Please return every line of the records that contains the word "woman".

Collected data:
= = = = = = =

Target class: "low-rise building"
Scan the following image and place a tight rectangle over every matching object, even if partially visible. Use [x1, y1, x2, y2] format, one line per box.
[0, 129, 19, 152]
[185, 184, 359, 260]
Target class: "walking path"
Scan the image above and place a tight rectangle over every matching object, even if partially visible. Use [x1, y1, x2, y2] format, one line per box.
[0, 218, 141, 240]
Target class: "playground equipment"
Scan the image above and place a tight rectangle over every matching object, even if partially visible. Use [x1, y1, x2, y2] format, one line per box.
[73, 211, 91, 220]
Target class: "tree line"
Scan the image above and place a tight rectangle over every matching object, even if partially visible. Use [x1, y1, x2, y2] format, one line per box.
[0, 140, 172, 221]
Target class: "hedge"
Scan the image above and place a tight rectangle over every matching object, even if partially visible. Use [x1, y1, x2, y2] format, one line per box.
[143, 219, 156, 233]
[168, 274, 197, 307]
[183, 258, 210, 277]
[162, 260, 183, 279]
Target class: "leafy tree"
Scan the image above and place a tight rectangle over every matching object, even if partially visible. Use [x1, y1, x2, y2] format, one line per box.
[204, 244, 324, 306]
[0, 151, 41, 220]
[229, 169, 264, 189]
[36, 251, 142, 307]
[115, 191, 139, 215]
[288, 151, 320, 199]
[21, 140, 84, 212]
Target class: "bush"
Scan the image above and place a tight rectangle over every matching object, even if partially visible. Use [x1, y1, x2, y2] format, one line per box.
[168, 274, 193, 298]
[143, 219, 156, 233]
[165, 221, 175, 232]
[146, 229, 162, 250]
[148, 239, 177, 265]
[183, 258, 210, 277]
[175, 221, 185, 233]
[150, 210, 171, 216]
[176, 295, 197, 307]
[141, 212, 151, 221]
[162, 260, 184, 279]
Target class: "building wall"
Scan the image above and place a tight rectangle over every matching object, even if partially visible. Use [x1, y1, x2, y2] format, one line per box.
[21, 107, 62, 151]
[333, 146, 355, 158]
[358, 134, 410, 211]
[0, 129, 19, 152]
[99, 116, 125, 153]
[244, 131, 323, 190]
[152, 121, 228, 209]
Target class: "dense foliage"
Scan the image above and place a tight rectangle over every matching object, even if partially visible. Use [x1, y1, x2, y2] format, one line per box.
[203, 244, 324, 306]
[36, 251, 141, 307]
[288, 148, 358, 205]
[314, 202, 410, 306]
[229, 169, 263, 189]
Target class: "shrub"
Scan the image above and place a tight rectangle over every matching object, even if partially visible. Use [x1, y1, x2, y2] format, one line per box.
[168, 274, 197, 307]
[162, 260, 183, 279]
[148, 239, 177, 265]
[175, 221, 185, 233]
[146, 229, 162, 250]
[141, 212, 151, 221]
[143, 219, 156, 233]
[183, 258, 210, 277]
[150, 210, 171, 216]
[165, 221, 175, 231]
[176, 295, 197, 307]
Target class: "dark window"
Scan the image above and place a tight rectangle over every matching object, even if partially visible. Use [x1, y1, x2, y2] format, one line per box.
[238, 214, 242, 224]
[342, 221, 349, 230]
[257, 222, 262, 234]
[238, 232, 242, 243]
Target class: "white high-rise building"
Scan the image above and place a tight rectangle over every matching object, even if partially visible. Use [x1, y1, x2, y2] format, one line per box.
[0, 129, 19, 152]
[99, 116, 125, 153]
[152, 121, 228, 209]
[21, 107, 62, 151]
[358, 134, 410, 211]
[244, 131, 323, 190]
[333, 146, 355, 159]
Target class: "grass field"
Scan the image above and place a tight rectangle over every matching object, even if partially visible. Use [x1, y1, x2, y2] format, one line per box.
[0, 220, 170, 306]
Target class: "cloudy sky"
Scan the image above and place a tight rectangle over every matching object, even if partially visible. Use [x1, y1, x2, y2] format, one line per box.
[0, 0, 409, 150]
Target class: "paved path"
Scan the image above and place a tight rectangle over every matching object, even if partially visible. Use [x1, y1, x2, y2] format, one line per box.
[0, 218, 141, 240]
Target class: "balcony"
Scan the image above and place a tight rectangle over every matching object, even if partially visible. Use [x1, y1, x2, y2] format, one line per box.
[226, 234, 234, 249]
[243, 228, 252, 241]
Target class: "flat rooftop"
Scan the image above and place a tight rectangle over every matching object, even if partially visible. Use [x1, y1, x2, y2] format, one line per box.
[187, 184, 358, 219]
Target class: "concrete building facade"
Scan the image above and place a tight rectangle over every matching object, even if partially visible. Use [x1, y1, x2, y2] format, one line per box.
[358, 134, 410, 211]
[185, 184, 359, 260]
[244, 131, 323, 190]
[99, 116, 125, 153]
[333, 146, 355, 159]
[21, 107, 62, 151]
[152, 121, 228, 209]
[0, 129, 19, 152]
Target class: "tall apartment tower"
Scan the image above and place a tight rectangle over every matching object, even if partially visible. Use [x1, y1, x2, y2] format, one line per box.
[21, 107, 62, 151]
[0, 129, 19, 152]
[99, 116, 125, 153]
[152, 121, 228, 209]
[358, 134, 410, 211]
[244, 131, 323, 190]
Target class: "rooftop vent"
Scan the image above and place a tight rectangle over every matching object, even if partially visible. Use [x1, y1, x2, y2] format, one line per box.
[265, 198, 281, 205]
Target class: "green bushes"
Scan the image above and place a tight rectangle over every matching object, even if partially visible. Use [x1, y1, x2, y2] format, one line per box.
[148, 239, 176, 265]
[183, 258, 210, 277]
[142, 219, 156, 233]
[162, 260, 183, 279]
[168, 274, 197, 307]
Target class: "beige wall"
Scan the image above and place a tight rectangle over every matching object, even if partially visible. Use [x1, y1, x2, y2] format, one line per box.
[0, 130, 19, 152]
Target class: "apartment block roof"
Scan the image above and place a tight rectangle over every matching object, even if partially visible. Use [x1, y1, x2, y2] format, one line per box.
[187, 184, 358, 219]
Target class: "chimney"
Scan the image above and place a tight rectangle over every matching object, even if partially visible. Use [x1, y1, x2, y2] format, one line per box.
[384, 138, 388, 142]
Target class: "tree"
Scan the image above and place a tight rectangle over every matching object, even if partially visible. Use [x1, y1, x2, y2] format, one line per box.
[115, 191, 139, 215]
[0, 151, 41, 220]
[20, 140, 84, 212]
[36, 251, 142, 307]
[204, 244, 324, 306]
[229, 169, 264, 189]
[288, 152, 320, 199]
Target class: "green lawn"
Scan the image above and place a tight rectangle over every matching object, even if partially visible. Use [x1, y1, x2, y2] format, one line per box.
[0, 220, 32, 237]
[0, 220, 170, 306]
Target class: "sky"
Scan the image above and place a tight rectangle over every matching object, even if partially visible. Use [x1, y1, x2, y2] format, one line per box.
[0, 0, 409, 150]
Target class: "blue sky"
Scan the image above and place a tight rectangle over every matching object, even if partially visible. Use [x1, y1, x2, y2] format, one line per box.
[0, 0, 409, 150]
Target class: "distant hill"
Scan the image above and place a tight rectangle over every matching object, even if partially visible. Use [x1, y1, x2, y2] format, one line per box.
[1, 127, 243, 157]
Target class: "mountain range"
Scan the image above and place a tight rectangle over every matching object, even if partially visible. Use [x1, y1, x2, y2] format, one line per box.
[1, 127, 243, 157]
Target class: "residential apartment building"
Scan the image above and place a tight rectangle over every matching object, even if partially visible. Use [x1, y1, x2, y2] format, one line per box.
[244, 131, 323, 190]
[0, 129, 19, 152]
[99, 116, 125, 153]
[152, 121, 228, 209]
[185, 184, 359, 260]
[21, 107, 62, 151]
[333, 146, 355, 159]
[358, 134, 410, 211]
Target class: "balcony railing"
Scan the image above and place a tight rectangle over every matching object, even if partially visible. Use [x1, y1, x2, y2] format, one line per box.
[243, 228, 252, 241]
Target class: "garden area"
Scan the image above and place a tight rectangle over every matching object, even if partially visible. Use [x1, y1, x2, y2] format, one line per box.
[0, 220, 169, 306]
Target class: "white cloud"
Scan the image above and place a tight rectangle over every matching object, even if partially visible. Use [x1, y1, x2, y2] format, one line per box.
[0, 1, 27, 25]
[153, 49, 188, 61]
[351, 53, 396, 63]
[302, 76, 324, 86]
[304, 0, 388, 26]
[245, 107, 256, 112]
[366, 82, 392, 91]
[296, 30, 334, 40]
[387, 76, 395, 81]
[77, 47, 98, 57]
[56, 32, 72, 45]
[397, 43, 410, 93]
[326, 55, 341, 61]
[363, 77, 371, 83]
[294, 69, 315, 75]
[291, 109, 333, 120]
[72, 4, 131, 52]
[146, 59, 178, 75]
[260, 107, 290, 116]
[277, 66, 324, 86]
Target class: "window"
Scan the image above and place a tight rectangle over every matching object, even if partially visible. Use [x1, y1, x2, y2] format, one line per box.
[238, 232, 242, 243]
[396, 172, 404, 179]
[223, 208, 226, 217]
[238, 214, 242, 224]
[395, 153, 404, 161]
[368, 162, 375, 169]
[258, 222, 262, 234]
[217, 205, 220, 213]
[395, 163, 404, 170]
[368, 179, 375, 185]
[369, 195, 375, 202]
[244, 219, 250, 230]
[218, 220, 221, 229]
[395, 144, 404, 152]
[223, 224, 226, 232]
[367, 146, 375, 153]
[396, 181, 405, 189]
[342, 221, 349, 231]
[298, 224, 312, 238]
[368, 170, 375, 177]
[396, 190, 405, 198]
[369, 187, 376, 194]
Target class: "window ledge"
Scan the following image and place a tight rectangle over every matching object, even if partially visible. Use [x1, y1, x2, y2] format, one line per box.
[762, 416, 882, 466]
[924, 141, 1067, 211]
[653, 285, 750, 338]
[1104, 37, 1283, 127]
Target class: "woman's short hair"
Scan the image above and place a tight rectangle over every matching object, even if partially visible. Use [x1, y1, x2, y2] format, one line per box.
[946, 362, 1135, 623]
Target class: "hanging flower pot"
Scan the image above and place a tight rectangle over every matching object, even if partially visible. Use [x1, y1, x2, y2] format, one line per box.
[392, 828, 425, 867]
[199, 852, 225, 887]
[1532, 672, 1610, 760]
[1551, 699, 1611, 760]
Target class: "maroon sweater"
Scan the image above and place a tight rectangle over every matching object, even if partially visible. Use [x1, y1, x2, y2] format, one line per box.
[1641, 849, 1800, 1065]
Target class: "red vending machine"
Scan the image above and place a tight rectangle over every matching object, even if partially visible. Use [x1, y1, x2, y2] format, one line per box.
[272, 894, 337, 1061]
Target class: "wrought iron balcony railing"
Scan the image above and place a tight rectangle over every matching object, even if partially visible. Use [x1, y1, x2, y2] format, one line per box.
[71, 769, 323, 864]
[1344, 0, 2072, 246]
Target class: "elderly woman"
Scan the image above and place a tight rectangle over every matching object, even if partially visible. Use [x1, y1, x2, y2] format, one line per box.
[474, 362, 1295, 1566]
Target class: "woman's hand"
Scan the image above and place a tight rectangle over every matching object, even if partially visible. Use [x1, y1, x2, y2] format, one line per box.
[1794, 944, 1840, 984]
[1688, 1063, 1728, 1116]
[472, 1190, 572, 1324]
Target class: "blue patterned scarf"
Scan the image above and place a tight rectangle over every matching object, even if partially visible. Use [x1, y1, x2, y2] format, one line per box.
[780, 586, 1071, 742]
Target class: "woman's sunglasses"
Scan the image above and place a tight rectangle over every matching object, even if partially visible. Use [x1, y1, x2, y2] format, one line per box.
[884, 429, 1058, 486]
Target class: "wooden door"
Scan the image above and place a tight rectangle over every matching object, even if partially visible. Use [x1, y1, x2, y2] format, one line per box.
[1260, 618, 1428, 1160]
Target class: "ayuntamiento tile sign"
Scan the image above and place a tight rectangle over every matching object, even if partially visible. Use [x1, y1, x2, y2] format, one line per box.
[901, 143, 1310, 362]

= = = = = = =

▶ **Answer section**
Target class: "woman's short hair"
Target class: "elderly woman"
Target class: "woman's hand"
Target class: "woman's sunglasses"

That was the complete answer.